## Begin
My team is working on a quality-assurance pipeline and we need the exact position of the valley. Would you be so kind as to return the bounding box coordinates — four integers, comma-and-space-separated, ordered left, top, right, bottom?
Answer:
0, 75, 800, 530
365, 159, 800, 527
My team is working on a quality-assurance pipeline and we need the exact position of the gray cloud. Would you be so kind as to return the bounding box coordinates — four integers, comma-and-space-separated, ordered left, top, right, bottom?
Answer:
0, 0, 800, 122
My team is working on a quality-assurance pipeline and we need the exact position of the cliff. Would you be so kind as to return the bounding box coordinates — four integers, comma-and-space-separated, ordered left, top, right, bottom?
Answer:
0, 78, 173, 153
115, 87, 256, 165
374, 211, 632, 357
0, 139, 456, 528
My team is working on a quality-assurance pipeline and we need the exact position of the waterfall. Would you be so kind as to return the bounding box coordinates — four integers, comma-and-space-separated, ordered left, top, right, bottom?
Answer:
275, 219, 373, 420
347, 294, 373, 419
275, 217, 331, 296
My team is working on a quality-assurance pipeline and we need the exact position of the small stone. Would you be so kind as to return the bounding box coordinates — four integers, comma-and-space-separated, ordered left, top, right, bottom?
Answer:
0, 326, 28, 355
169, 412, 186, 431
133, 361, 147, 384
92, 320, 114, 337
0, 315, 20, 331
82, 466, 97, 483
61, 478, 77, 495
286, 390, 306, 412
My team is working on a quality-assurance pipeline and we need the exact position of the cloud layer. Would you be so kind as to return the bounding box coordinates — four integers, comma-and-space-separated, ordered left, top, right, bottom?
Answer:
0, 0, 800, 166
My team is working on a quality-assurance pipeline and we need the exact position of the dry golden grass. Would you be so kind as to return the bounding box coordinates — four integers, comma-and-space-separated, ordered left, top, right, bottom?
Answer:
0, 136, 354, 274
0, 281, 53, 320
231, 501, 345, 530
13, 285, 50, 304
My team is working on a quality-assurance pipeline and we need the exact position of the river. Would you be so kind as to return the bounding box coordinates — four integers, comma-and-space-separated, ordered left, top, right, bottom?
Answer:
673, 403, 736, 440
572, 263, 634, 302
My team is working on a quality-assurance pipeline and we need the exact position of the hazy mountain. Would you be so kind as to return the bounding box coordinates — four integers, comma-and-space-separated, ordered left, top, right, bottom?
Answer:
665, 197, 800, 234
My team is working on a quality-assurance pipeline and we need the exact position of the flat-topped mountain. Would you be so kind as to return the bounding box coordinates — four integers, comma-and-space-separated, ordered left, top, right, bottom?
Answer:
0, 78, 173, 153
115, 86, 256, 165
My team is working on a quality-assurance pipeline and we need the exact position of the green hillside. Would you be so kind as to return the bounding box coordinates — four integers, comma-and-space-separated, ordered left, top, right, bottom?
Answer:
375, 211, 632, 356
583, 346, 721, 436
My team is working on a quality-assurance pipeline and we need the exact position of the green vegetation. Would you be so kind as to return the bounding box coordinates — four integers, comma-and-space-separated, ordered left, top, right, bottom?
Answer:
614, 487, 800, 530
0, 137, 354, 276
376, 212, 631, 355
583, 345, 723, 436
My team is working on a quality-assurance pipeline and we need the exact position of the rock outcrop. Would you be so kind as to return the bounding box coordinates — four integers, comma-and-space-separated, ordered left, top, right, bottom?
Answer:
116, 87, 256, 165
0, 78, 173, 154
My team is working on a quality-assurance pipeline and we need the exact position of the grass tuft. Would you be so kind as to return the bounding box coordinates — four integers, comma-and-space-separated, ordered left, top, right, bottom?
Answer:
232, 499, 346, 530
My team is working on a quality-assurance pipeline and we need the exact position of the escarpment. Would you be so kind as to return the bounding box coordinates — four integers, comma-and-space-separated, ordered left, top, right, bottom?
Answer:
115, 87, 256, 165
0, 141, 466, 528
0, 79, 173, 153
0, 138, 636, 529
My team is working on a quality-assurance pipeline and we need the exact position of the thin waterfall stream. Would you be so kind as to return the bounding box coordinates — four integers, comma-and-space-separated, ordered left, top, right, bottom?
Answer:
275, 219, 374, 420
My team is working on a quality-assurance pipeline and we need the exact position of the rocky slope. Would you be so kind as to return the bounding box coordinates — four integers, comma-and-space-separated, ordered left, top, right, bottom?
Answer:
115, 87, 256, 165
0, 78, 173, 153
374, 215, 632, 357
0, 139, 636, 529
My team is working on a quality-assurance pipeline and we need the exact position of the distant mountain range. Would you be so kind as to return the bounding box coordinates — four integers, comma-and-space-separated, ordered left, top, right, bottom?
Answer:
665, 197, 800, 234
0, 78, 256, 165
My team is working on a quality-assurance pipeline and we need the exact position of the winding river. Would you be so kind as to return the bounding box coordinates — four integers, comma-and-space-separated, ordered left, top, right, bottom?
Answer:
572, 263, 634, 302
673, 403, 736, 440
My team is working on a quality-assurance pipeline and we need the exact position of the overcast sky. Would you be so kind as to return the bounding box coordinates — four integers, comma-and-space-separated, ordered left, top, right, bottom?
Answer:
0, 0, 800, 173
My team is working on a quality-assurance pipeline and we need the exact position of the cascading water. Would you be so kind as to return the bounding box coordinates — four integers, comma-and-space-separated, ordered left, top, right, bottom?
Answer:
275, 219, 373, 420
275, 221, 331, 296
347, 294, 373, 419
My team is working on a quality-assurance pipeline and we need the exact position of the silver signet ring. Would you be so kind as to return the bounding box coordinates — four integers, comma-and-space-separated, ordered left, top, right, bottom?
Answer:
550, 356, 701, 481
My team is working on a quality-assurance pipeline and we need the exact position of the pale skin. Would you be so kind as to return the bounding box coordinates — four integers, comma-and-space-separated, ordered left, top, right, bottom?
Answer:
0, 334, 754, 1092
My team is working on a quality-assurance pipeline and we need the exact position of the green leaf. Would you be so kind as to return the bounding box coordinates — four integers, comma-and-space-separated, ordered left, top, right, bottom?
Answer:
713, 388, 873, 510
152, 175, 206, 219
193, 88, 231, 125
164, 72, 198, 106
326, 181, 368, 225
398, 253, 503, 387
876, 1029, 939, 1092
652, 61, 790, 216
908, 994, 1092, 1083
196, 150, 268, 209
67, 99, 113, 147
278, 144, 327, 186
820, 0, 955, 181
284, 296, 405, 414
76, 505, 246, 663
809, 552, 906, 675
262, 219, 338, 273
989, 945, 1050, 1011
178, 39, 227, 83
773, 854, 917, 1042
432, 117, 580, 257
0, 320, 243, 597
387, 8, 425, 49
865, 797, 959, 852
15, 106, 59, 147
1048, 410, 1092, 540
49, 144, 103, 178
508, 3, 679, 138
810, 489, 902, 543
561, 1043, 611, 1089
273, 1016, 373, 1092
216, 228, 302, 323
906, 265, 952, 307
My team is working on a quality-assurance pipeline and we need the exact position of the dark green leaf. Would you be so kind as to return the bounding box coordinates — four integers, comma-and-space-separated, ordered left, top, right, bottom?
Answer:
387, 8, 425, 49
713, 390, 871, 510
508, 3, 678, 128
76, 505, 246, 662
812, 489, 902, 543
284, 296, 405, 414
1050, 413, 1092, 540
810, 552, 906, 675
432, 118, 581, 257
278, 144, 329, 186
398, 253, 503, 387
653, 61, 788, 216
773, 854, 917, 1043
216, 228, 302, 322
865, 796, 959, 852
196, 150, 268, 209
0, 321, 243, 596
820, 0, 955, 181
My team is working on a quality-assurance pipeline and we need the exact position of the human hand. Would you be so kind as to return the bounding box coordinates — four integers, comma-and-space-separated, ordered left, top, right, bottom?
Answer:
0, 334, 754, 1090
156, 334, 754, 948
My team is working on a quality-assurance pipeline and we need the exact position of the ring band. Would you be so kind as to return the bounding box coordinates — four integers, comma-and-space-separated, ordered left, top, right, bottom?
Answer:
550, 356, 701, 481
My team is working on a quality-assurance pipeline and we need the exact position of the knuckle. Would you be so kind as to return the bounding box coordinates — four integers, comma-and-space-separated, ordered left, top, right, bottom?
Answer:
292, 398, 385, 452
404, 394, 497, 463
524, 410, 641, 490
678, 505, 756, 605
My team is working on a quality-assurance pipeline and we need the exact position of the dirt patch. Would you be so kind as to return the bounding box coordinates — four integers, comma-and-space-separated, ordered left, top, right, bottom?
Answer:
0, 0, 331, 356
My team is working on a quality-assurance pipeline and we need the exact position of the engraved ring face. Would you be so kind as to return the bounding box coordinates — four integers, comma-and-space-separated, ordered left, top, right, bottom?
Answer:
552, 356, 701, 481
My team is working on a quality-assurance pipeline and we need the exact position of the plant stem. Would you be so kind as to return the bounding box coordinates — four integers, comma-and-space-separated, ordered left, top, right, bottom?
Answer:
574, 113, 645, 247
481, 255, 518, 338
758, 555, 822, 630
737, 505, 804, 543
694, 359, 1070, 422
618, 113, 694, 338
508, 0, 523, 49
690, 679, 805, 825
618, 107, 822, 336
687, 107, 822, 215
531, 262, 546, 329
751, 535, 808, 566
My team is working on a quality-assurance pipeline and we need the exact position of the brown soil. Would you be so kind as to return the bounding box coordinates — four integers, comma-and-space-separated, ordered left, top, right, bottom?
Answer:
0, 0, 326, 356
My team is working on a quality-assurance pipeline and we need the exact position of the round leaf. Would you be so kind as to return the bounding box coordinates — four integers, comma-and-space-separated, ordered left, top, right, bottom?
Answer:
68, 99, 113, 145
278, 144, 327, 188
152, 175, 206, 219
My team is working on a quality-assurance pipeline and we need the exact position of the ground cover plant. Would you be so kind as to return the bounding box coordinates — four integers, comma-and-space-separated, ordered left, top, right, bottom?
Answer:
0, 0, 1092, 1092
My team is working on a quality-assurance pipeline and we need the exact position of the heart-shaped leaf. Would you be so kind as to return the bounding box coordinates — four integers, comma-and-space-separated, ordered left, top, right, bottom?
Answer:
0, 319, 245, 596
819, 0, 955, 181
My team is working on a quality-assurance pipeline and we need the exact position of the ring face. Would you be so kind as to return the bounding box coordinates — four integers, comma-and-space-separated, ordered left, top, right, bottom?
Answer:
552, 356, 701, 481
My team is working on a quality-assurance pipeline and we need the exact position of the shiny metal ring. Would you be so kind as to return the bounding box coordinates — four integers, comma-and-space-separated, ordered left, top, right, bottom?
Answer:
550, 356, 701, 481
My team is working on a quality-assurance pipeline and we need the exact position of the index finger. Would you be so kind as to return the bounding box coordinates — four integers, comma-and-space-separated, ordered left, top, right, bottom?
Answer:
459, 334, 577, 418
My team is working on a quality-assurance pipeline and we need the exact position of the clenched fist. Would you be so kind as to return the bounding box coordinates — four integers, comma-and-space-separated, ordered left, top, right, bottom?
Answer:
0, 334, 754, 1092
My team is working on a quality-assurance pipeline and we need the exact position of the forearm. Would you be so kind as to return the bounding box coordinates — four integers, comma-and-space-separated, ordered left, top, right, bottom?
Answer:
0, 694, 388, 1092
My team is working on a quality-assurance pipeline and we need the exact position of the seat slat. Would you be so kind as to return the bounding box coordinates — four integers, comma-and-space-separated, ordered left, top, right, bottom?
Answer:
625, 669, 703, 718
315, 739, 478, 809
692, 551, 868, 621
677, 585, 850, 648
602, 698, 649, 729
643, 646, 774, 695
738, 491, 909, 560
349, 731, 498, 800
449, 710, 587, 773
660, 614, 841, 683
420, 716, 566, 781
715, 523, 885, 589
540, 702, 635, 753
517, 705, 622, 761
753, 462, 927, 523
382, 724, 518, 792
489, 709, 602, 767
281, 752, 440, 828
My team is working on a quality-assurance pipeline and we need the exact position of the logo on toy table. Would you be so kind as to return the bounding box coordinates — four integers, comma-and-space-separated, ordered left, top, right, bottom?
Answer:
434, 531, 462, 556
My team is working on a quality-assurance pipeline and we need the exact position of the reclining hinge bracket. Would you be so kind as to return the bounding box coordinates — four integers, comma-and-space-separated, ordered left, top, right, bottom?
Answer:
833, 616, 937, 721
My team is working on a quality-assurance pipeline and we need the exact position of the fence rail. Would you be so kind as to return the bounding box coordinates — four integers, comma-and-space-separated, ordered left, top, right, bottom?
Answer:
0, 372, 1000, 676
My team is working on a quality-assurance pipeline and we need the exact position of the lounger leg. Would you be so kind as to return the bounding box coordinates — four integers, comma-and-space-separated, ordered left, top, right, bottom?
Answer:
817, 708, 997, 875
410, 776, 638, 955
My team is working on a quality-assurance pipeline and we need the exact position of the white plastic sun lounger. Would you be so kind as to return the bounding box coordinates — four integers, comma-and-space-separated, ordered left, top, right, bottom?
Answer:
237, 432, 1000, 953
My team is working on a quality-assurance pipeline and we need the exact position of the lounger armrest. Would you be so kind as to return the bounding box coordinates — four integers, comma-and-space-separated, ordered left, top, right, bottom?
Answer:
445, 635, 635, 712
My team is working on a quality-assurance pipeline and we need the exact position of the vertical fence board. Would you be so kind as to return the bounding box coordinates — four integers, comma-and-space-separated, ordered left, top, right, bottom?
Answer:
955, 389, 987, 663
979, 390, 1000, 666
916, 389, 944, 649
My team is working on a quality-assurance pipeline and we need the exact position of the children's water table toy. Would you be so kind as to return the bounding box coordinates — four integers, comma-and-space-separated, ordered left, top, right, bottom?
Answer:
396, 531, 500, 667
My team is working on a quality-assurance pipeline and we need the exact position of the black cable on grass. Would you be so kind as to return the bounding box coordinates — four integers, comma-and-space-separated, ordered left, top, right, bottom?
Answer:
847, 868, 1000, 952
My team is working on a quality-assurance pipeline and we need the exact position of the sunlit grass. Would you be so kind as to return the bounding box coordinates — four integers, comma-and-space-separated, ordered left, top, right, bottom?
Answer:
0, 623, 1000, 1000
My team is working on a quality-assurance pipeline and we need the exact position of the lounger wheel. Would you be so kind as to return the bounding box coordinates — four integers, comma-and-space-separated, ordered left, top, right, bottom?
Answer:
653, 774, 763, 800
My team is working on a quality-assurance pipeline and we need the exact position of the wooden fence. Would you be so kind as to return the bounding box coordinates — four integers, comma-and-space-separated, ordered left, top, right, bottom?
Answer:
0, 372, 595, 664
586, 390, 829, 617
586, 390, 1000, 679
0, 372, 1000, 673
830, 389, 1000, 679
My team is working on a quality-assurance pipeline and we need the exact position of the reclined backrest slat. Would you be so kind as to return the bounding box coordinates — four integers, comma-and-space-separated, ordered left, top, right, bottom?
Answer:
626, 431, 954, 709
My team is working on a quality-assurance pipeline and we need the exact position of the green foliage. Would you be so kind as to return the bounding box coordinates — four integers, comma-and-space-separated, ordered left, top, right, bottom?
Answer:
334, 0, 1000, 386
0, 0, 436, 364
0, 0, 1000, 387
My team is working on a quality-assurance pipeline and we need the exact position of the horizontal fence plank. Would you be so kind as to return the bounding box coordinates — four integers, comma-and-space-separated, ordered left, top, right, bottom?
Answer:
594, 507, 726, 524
## End
Task description. Replace "small stone" with "pebble" in the part that opens with the line containing "of the small" and closes with the line containing "169, 412, 186, 431". Give only those lines, with nothing else changed.

Result for this exercise.
My team is working on a quality-assurance pipeline and we need the exact position of the pebble. Would you be so kind as to return the bounding box coordinates — four integers, comma-and-space-separated, ordered left, top, right, bottom?
Answer:
0, 326, 28, 355
169, 412, 186, 431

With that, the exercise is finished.